=== EXERCISE REQUIREMENTS ===
Format the records from their first line through the line containing "negative clicks: (611, 689) (520, 615)" as a Markdown table with the columns Row and Line. Number each line and skip blank lines.

=== INPUT FOR THIS TASK ===
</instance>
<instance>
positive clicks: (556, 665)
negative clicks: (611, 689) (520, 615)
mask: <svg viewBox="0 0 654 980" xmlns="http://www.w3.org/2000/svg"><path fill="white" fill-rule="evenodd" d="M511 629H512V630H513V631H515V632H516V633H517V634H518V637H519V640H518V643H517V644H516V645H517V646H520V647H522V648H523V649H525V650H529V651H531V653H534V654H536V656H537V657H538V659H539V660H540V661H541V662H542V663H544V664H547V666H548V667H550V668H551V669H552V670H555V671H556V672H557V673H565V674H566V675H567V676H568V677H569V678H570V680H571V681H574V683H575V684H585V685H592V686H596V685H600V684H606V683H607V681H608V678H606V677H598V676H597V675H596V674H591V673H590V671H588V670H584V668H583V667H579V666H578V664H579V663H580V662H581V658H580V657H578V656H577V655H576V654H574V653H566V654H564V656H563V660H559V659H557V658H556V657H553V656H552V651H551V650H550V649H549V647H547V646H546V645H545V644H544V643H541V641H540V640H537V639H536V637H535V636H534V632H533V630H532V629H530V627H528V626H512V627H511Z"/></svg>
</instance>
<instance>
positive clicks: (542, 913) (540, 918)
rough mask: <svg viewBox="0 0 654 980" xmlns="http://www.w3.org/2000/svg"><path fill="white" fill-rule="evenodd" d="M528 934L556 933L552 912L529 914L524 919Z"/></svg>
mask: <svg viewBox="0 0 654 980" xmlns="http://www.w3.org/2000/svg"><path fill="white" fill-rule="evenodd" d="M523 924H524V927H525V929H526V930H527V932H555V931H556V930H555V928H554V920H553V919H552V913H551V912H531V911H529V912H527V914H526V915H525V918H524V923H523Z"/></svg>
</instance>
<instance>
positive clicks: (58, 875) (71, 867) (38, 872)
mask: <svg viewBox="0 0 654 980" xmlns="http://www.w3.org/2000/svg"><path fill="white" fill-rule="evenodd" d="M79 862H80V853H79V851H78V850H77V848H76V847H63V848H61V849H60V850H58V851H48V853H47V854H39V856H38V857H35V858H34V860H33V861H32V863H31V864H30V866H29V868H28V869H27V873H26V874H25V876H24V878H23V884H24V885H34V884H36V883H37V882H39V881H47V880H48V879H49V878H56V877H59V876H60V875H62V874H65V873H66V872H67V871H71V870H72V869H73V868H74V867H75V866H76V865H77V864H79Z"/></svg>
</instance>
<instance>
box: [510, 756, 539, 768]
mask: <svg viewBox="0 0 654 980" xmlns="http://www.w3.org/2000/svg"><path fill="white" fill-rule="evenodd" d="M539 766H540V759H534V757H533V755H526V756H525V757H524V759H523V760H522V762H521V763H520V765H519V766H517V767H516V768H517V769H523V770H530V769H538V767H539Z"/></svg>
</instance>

=== REPLY TO THE TASK ===
| Row | Line |
|---|---|
| 1 | </instance> |
| 2 | <instance> |
| 3 | positive clicks: (556, 665) |
| 4 | negative clicks: (611, 689) (520, 615) |